Using the listing that follows, filter out every line lacking the string "coral" and return the rest.

▼▼▼

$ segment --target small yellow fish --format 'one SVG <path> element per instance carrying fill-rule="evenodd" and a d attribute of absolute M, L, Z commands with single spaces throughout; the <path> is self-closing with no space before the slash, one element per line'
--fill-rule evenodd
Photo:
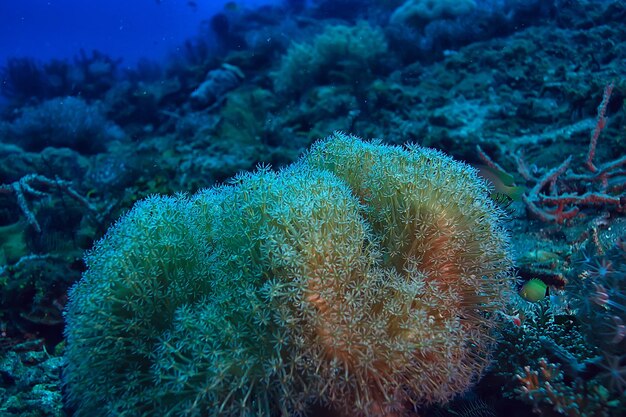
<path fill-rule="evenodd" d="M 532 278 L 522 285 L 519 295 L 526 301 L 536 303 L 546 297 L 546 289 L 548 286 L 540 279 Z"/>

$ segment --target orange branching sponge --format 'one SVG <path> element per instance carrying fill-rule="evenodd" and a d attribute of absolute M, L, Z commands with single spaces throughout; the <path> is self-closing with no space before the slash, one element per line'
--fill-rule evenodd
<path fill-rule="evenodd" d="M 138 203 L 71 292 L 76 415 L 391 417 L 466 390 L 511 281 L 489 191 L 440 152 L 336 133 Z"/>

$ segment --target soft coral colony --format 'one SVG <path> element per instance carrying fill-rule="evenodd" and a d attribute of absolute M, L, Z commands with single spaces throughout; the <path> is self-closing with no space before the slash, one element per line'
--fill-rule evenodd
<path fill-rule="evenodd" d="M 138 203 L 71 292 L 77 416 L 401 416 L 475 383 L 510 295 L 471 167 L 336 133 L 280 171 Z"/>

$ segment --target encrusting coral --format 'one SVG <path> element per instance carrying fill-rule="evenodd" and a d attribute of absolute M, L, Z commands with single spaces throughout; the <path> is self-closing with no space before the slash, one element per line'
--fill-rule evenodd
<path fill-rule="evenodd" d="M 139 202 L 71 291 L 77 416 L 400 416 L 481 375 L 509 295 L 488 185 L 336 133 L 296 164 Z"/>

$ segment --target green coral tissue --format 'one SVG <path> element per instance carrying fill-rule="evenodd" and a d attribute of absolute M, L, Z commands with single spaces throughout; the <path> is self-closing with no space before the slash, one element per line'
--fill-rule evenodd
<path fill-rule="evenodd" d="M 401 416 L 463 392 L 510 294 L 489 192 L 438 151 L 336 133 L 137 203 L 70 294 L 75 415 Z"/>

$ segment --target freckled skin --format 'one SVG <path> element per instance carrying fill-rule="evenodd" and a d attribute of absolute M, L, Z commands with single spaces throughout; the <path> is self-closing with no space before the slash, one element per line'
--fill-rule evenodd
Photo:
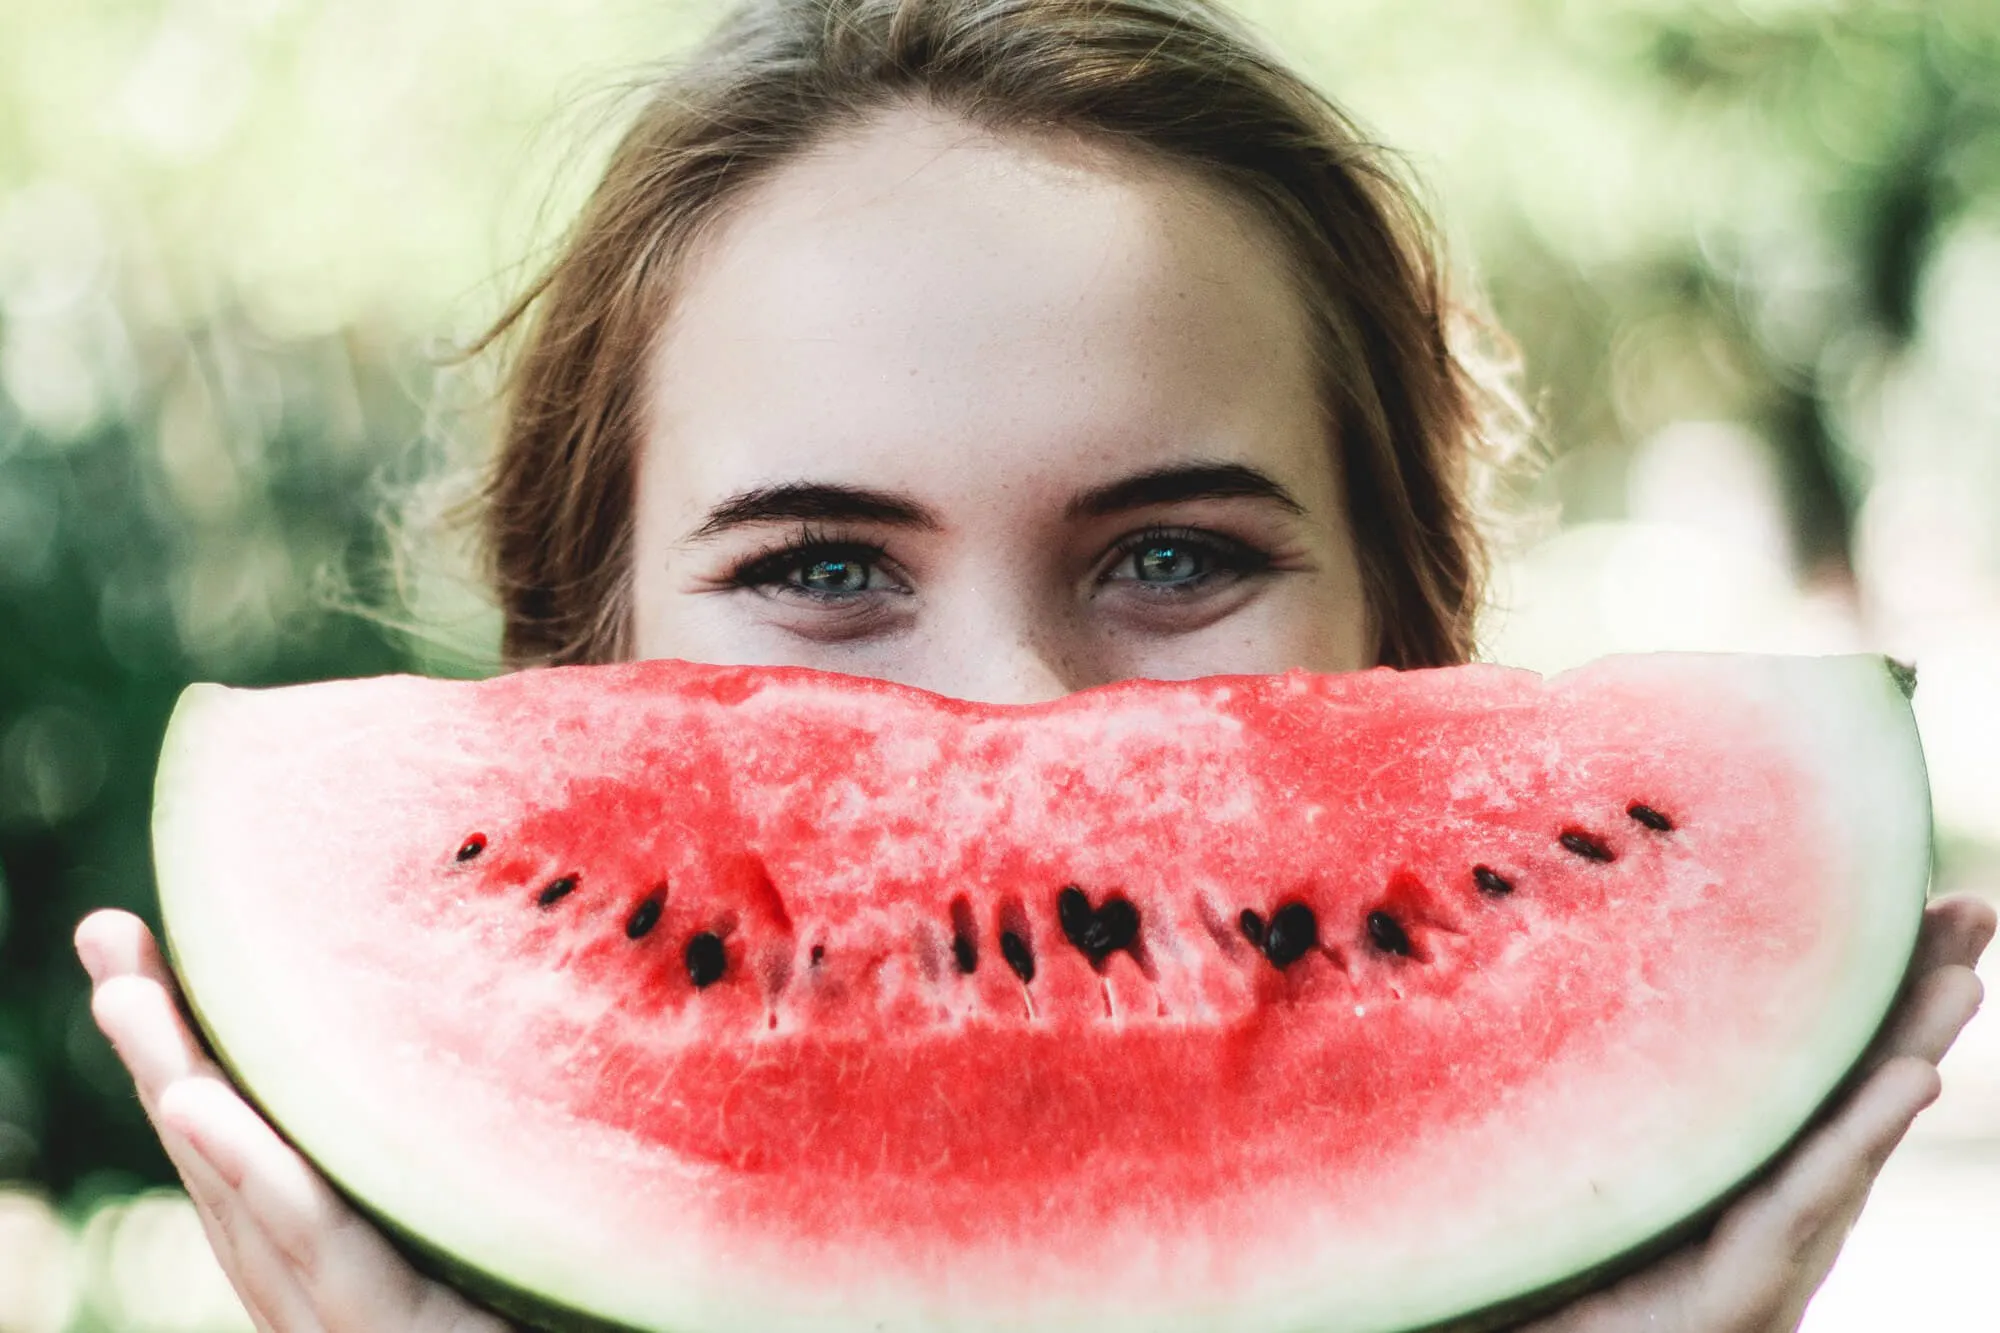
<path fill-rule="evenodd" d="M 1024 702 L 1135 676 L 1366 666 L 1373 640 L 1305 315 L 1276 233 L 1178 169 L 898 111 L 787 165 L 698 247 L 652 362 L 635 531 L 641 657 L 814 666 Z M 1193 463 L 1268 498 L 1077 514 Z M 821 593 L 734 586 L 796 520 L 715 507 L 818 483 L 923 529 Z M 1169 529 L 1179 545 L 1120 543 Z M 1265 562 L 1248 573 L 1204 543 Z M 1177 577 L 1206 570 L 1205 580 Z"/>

▲▲▲
▼▼▼

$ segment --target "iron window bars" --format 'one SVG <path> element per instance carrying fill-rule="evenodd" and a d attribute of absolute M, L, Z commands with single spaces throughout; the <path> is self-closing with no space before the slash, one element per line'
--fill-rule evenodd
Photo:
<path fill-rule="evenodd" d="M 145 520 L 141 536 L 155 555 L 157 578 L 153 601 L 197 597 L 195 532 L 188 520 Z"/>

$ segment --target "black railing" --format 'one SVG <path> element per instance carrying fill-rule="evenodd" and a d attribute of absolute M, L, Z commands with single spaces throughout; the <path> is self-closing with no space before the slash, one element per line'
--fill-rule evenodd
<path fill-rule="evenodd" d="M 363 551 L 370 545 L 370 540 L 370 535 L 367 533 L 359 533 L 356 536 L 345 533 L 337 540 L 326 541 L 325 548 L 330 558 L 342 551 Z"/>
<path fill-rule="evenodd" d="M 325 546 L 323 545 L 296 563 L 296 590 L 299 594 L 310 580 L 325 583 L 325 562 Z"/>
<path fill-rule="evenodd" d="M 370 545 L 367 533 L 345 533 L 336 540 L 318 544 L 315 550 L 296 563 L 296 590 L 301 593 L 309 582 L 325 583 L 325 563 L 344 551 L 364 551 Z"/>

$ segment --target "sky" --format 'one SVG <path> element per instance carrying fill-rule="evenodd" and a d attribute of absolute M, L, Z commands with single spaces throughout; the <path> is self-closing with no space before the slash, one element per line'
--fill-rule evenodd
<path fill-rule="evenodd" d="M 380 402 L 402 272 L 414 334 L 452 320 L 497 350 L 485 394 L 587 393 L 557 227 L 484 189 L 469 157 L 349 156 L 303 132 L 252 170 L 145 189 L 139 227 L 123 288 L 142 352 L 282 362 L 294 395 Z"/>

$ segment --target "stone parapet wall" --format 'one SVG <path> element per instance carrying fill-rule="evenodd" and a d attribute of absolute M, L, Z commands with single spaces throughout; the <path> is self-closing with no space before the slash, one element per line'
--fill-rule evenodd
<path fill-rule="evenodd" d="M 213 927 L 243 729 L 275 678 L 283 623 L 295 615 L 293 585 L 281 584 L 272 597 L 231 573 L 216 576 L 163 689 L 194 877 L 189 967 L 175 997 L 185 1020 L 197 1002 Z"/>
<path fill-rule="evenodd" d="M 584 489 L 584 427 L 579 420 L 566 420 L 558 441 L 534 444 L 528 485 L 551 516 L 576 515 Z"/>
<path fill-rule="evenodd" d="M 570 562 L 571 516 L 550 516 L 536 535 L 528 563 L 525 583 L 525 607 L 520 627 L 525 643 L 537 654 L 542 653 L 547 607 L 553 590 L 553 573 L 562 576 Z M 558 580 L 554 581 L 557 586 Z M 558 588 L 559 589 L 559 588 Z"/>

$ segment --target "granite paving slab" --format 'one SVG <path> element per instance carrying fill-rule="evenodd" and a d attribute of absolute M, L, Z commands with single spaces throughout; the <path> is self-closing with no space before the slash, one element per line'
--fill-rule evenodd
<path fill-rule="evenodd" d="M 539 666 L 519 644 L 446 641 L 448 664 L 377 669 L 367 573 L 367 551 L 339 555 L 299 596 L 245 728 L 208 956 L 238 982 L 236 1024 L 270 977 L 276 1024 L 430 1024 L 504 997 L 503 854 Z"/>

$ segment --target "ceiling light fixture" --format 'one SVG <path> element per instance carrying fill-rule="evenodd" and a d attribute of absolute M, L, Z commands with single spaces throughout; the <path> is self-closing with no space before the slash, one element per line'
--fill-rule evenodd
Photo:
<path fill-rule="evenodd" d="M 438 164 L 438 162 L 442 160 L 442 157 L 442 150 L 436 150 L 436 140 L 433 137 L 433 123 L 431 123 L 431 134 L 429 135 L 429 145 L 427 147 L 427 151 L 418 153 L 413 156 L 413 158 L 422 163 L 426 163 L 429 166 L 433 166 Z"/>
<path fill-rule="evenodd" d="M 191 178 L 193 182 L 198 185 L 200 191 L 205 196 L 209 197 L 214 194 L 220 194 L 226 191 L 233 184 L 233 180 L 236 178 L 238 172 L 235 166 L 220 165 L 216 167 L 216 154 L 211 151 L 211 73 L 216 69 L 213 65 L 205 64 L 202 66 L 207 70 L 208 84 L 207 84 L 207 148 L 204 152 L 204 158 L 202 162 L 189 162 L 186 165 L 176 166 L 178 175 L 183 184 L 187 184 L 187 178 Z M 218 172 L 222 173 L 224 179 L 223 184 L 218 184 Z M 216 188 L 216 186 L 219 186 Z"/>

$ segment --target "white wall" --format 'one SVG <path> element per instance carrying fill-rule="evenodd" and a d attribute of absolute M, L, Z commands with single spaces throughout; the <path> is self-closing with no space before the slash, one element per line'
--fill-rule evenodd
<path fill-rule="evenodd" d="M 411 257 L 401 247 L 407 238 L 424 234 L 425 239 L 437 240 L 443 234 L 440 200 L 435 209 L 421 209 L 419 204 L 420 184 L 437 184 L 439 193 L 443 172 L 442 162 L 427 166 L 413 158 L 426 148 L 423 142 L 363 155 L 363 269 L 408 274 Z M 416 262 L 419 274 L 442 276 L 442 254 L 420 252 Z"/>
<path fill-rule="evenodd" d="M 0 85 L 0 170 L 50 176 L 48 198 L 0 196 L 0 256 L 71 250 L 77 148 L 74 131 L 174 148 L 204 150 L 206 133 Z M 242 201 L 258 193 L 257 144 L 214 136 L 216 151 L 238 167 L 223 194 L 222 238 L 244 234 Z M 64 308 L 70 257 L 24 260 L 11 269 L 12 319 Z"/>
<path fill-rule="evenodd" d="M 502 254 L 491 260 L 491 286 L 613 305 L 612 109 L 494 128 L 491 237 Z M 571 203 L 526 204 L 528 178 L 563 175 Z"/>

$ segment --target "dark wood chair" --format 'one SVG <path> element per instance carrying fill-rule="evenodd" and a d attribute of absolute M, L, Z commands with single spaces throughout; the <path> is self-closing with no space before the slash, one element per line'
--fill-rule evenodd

▲▲▲

● **Task result**
$ segment --target soft coral colony --format 'one SVG <path> element per instance carrying fill-rule="evenodd" and a d attribute of absolute M, L, Z commands with single spaces throughout; the <path> is self-closing with no space before the slash, one element per line'
$ segment --target encrusting coral --format 'one SVG <path> element per instance carrying fill-rule="evenodd" and a d attribute of absolute M, L, Z commands with single spaces throughout; the <path> is self-closing with no space before the slash, one element per line'
$ segment --target green coral tissue --format 'one SVG <path> element per instance carrying fill-rule="evenodd" and a d attribute of absolute M, L, Z commands with single spaces throughout; the <path> is self-closing with no space before the slash, one element per line'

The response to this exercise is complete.